- **Task prompt**
The answer consists solely of the listing's lines from the first through the line containing "Target: rubber boot", each reproduced exactly.

- **Data records**

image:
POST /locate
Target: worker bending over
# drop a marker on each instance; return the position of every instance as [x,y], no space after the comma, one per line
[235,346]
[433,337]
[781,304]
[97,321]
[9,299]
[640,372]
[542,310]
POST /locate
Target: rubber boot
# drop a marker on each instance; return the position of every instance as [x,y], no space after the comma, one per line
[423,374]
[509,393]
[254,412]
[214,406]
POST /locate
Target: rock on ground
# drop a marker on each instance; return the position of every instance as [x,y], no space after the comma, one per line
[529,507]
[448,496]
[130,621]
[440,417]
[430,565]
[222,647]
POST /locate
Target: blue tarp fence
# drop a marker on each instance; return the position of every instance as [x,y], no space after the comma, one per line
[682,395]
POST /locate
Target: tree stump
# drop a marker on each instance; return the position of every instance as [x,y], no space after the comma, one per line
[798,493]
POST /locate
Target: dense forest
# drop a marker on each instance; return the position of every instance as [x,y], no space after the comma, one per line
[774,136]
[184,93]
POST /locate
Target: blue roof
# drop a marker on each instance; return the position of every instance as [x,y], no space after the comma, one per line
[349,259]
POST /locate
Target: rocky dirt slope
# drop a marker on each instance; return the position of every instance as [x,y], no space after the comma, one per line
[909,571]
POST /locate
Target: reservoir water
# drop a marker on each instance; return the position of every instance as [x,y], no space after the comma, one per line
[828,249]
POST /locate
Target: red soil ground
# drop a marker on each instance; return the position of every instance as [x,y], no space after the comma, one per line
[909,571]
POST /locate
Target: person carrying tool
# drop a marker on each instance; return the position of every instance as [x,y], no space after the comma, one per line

- **Solution for this task**
image:
POST /locate
Target: worker bending over
# drop a marker on each instance; return the position of every instance as [x,y], no space after the comma, one per line
[235,346]
[433,337]
[781,304]
[97,321]
[9,299]
[640,372]
[542,310]
POST /locate
Target: rubber boot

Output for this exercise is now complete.